start Data section
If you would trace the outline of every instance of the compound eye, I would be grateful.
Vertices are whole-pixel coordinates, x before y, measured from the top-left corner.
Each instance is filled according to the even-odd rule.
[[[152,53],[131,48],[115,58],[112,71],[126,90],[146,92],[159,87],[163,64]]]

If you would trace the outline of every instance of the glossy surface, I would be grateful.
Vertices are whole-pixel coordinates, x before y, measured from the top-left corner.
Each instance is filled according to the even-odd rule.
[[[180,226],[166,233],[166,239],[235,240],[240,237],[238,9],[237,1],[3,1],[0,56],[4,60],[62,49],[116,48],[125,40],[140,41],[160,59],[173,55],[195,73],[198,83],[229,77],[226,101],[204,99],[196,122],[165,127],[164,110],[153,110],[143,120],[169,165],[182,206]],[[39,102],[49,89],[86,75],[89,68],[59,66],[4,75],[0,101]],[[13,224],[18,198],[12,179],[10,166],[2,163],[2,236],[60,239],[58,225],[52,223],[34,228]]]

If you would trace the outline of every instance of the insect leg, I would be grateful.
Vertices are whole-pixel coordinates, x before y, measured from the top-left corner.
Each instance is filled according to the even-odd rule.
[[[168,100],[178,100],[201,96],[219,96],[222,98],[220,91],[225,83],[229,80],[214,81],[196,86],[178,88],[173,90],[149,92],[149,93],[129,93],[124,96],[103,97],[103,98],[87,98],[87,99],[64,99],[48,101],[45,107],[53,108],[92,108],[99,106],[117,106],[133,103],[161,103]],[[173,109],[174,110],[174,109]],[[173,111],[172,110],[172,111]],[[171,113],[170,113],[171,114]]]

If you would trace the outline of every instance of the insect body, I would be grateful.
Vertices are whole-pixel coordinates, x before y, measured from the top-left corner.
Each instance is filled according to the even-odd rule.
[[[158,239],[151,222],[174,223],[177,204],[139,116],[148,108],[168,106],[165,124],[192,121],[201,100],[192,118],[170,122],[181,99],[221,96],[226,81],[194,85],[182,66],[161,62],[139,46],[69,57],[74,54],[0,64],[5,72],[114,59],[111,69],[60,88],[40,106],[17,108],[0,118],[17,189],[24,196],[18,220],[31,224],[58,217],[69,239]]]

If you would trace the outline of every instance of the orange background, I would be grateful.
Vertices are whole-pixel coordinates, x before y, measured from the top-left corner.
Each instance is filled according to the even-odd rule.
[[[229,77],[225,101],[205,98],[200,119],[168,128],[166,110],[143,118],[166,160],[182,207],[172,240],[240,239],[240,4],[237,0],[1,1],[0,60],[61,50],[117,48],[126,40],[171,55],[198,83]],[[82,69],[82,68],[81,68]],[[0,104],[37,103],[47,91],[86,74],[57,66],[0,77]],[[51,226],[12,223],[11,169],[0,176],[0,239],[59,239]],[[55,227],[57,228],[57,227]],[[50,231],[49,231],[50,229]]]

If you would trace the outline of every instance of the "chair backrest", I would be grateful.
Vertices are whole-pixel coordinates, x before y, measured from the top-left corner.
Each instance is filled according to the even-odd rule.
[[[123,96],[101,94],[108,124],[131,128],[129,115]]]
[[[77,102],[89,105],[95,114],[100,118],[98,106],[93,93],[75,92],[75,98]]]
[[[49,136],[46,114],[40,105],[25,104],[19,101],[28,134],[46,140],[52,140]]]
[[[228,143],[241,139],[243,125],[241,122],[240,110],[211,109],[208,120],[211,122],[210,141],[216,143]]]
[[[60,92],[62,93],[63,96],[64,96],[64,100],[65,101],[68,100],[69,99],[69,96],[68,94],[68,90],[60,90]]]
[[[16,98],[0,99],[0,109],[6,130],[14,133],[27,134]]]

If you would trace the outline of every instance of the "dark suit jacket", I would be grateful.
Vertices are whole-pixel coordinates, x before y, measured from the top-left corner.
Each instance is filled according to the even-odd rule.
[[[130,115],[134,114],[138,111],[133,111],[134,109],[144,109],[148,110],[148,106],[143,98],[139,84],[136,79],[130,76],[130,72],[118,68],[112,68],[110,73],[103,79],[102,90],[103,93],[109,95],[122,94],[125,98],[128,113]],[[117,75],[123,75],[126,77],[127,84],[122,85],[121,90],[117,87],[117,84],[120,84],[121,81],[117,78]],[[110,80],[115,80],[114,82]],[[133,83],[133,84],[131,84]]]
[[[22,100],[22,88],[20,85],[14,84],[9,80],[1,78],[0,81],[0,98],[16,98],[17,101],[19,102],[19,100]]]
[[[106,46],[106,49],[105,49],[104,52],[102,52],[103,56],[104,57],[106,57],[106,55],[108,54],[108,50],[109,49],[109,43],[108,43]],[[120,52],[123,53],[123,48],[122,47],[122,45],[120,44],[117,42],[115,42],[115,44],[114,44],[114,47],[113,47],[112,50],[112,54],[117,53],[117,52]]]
end Data section
→ Task objective: In the records above, how many lines contain the string "would", with case counting? Give only the number.

→ Reply to the task: 7